TRAVAIL DEMANDÉ. Relevez tous les sigles d'instituts de recherche cités entre parenthèses dans l'extrait sur l'université, plus bas.

Cette reprise en main se traduit par la mise en place de structures hiérarchiques qui s’affranchissent de la règle de la gestion non pas collective, mais collaborative. On voit ainsi fleurir de nouveaux modèles universitaires où l’université et les instituts de recherches (CEA, CNRS, INRAE, etc.) ne sont plus des partenaires décisionnaires mais des sous-traitants de décideurs extérieurs, souvent du secteur politique local ou régional. Je cite ici les propos du collectif : « la dévitalisation politique et bureaucratique de l’Université n’épargne plus celles et ceux sur qui le bloc réformateur s’est longtemps appuyé. Même certains des « acteurs » et autres « gagnants » de la concentration des moyens sur fond de baisse générale sont peu à peu touchés par le doute, par le burn-out et par la perte de sens. L’exécutif est donc de plus en plus contraint de jeter le masque de la « co-construction » et de faire ouvertement ce qu’il n’imposait jusque-là que derrière des comités théodules. Ainsi, pour accompagner la généralisation du modèle de l’IHU de Marseille dont l’expérimentation par le Pr. Raoult semble donner toute satisfaction à l’exécutif, la communication ministérielle a choisi de désigner directement les nouveaux mandarin-bureaucrates cooptés en haut lieu, en recourant pour ce faire à une sympathique métaphore ferroviaire : l’« élevage de talents » sent trop son maquignon eugéniste et n’est plus de mise ; la rhétorique de l’« excellence » s’est épuisée et ne fait même plus rire les jeunes gens; nous en sommes désormais aux « locomotives de la recherche », manière de dire qu’il ne s’agit plus que d’être sur les rails décidés par la bureaucratie ».

DONNÉES SOURCES.

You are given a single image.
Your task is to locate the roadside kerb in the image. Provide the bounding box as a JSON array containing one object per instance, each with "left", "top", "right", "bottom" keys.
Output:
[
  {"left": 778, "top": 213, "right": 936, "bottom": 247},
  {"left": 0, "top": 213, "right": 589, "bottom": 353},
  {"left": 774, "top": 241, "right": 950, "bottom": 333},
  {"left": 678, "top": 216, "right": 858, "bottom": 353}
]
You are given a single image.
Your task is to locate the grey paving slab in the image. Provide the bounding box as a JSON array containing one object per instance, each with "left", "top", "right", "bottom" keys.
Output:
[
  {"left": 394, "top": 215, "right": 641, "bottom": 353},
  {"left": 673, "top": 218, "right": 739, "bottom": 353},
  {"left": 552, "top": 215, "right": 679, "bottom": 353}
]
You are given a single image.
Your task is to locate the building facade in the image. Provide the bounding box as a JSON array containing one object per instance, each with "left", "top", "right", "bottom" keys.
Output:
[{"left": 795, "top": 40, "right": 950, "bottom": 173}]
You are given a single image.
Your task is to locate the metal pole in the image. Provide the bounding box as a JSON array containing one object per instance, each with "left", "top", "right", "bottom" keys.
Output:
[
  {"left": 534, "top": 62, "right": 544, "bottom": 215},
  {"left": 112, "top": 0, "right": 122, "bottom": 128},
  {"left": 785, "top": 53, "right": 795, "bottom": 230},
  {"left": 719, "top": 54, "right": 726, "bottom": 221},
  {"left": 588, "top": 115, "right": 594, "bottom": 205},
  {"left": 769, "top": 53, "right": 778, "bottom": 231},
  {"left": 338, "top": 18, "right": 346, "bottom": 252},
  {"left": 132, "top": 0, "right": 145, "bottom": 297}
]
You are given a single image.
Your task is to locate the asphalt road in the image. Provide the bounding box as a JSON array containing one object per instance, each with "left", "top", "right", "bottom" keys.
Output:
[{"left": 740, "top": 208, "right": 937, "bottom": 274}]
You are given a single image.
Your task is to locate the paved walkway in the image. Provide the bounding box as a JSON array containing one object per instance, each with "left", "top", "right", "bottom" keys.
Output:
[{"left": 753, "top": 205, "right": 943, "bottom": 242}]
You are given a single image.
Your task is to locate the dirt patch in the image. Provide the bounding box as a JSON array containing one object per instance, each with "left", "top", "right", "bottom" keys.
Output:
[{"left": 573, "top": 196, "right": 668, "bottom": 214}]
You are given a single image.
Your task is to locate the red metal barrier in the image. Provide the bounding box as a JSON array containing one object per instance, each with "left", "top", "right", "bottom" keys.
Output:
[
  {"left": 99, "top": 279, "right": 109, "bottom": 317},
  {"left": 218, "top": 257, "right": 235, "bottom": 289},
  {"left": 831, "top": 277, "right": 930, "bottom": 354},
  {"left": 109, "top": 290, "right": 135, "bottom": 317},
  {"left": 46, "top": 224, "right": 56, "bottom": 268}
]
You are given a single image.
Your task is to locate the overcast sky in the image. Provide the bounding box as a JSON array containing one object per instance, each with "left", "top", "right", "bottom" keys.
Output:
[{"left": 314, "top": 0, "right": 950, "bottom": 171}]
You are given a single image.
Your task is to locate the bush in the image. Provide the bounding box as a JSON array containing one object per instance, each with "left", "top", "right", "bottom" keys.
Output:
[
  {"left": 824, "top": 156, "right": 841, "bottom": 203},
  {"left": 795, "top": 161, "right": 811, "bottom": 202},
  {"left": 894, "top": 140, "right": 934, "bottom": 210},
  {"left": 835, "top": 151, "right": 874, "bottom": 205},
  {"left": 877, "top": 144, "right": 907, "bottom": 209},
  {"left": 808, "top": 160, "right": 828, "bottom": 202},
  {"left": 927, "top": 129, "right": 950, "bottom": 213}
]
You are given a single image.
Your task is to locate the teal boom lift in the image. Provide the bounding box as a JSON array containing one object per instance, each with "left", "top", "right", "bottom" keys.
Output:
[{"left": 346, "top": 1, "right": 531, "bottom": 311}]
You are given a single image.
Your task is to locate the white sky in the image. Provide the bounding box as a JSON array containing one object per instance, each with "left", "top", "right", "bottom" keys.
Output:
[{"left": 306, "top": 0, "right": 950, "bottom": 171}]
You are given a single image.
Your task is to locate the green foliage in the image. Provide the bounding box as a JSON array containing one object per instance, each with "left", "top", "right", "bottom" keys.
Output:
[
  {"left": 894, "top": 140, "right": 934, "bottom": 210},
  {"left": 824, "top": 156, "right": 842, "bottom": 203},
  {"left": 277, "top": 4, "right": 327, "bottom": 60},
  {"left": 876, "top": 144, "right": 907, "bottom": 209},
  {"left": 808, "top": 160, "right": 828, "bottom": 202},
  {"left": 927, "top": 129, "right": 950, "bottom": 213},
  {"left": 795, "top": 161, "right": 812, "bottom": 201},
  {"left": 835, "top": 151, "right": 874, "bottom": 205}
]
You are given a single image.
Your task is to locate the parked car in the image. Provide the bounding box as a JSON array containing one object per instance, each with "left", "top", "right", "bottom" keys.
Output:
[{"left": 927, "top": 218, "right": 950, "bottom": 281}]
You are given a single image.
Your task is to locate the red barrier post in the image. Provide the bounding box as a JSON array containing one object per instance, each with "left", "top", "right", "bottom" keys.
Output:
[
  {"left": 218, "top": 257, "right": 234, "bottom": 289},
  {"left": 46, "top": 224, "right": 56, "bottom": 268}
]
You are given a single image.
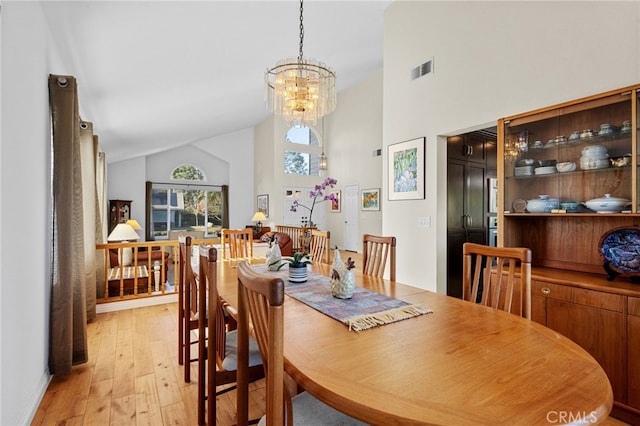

RÉPONSE ATTENDUE. CEA, CNRS, INRAE